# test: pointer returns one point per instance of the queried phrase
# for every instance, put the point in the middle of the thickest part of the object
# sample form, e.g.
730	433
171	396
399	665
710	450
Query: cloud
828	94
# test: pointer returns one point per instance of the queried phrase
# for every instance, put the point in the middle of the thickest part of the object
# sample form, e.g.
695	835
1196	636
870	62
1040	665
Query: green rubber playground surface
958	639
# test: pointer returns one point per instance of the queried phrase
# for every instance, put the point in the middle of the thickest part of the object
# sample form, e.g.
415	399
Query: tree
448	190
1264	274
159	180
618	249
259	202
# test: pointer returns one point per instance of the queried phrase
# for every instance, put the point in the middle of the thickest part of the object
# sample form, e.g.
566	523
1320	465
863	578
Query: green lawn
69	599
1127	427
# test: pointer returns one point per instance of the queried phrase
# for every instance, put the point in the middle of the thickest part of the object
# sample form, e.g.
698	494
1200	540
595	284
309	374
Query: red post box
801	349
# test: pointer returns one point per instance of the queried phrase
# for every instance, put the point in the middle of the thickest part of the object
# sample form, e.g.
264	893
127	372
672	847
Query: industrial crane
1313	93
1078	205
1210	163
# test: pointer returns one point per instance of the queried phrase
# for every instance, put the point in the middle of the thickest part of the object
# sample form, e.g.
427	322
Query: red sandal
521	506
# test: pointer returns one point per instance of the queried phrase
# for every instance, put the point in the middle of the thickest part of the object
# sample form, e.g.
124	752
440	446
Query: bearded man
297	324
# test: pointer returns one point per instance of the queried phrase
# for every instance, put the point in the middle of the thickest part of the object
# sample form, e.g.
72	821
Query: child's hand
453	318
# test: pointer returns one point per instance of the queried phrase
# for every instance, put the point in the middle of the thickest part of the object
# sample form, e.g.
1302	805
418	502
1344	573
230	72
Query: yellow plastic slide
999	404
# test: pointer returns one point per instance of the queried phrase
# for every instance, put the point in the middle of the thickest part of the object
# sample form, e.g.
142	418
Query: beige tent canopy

**What you need to do**
Return every entry exactly as given.

**Written response**
# test: pointer returns one point per instance of the queried phrase
# for every instance, put the point in the middle of the thickest part of the object
# sample form, e.g.
730	433
171	396
399	665
710	450
Query: cloud
828	94
# test: pointer returns one point per instance of the queried phrase
# for every instance, put the point in the middle of the thickest part of the object
# sample form, e.g.
695	835
1196	636
870	62
1040	665
Query: green rubber playground surface
958	639
# test: pointer returns one point per instance of the queried phrase
# for every instance, put the point in the middle of the thickest part of the object
# sample form, e.g.
415	399
Query: tree
448	190
1264	274
159	180
618	249
259	202
# test: pointer returns one point per instance of the queried phrase
# for every instance, put the point in the middle of the thickest part of the object
# sample form, e.g.
566	523
1320	465
863	578
Query: green lawn
69	599
1127	427
# test: pointer returns one point per instance of the queried phrase
# for every instance, put the point in the middle of the thickest part of the object
# sample form, e.g.
698	494
1200	540
595	284
309	374
Query: red post box
801	349
# test: pointer returns one point per instance of the queried phrase
# for every instance, put the point in the middle of the thickest part of the object
# sample form, e.g.
264	893
127	372
672	847
Query: industrial crane
1313	93
1078	205
1210	163
# test: pointer returns one point per instance of the queried phrase
# for every instance, put the point in the middle of the thickest part of the object
# sample form, e.g.
427	322
Query: red sandal
521	506
# test: pointer returns one point per instance of the queried phrase
# for every instance, put the point in the middle of the thickest part of the object
# sample form, e.g.
124	752
440	446
Query: bearded man
297	324
# test: pointer returns one point per instance of the queried phrase
# for every instance, put the point in the middle of the thickest part of the object
# sample form, e.g.
72	821
Query: child's hand
453	318
# test: pointer returns one point per instance of the queried phrase
# for every instance, put the point in the middle of the thickest part of the object
# sample form, e.g.
1302	805
418	502
1344	573
230	72
Query: yellow plastic slide
999	404
# test: pointer returns one point per instance of the queried phrase
# for every instance, put the point in the middle of the thickest part of the object
# sample form, e.g.
142	418
Query: beige tent canopy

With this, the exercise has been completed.